Task requirements.
Print every line of the records below word for word, but leave the pictures out.

Data for processing.
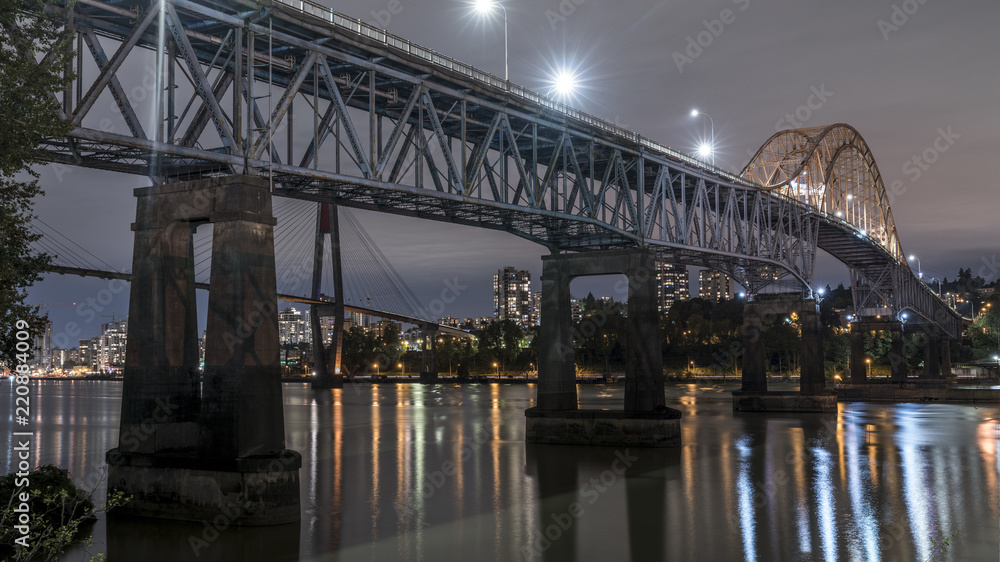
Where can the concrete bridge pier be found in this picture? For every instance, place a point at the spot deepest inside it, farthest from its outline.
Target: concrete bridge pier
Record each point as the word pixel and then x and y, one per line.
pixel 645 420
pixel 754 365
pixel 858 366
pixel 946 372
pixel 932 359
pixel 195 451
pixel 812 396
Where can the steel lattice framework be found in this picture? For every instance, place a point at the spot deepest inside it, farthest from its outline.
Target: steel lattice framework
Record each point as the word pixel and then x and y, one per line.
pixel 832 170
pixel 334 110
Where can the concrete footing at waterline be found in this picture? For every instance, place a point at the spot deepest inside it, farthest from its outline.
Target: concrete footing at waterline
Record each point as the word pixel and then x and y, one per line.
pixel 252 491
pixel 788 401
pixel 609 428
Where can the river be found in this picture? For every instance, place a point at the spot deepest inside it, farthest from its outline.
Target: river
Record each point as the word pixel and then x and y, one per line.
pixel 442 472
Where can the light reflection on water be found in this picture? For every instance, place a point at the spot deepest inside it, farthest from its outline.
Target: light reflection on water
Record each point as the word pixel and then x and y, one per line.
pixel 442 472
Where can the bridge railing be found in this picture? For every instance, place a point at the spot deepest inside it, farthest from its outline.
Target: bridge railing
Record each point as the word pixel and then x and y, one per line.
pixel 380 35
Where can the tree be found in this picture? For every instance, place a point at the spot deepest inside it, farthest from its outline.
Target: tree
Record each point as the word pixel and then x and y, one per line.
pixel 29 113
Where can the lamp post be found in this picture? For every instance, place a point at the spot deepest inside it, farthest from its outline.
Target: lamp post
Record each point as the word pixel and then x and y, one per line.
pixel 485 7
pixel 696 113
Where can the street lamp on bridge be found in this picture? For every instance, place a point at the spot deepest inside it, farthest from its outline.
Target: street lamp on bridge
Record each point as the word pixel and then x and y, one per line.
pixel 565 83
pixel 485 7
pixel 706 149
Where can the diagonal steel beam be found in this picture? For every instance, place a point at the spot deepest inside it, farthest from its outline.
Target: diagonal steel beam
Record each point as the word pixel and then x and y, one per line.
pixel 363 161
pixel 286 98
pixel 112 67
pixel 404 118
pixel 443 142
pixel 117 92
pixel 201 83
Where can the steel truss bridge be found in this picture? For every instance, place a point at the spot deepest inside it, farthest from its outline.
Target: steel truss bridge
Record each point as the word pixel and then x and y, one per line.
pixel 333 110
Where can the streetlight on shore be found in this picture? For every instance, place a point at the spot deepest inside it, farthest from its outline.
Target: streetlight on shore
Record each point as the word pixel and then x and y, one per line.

Answer for this exercise.
Where can the concrete bridge pier be found in this picture? For every instance, place a point at the spot deepest inside it, farthest from its outline.
Target: concrete bridge pier
Record each point as the word pixel and then x and y, one per line.
pixel 645 420
pixel 754 365
pixel 858 366
pixel 946 372
pixel 932 359
pixel 195 451
pixel 812 396
Where can the steel lattice framework be found in this picture? For every instance, place a point at the spot deepest inside it, farthest from its outline.
Target: steel lattice framework
Record each point as the word pixel and then x and y, one per line.
pixel 832 170
pixel 334 110
Where can the concrete footing at waterline be found in this picture? For every instance, place a point at the spot deepest inside it, farthest from its outline.
Target: concrete footing at waterline
Record each point as the word pixel and then x and y, one per line.
pixel 252 491
pixel 788 401
pixel 609 428
Where can the river be found in this picture? For every instance, place a point at the spot deepest inside it, farthest from its outline.
Target: river
Record each point as the word pixel and then x and y, one per line.
pixel 442 472
Where can the light reflection on water be found in this picture? For every instance, place a point at the spot deepest inside it, farthest from its outline.
Target: light reflection on water
Record each point as the word pixel and then x and y, one per line.
pixel 442 472
Where can the bridge railing be found in this picture? For every instance, place a point at the spot deepest inside it, farthest from its outline.
Target: bridge railing
Record each point as the word pixel and then x and y, one per line.
pixel 380 35
Where can the tree be found in this picture? For every instance, place a point at the spot deepest inside it, farthest from its outline.
Target: tree
Record each point as the word pixel and then x and y, one per line.
pixel 29 113
Where can the lamp post be found in this picture? For every instance, place a point at the spot deepest inside it, farthest from its outline.
Target: lamp post
Record each point as the word pixel and then x and y, one per line.
pixel 485 7
pixel 696 113
Where can the street lamp on bridge be found in this picture? For every instance, place a point at the spot deepest inside it, farthest from its outline.
Target: street lamp on bridge
Record each point as the word pixel and then x and y, one per line.
pixel 565 83
pixel 485 7
pixel 706 149
Where can the diagonal steel beam be found in this picture? For every instance, place a point at the spot deepest inside it, farthest from its outline.
Target: diagonal steel beam
Record each point as the word pixel and then x and y, one per line.
pixel 363 161
pixel 286 98
pixel 112 67
pixel 404 118
pixel 443 142
pixel 117 92
pixel 201 83
Where can the steel truss bridge be found in this picture? For every instance, place a point at the spot deepest inside it, farthest from its outline.
Target: steel truss bridge
Record each point as the word pixel and then x and y, one per line.
pixel 333 110
Where can the streetlight on shore be found in this picture? For every instance, place a point at the spot deepest inside it, farthest from its outline.
Target: streetlight on shore
Record each point as the word pixel and then x and y, one per line.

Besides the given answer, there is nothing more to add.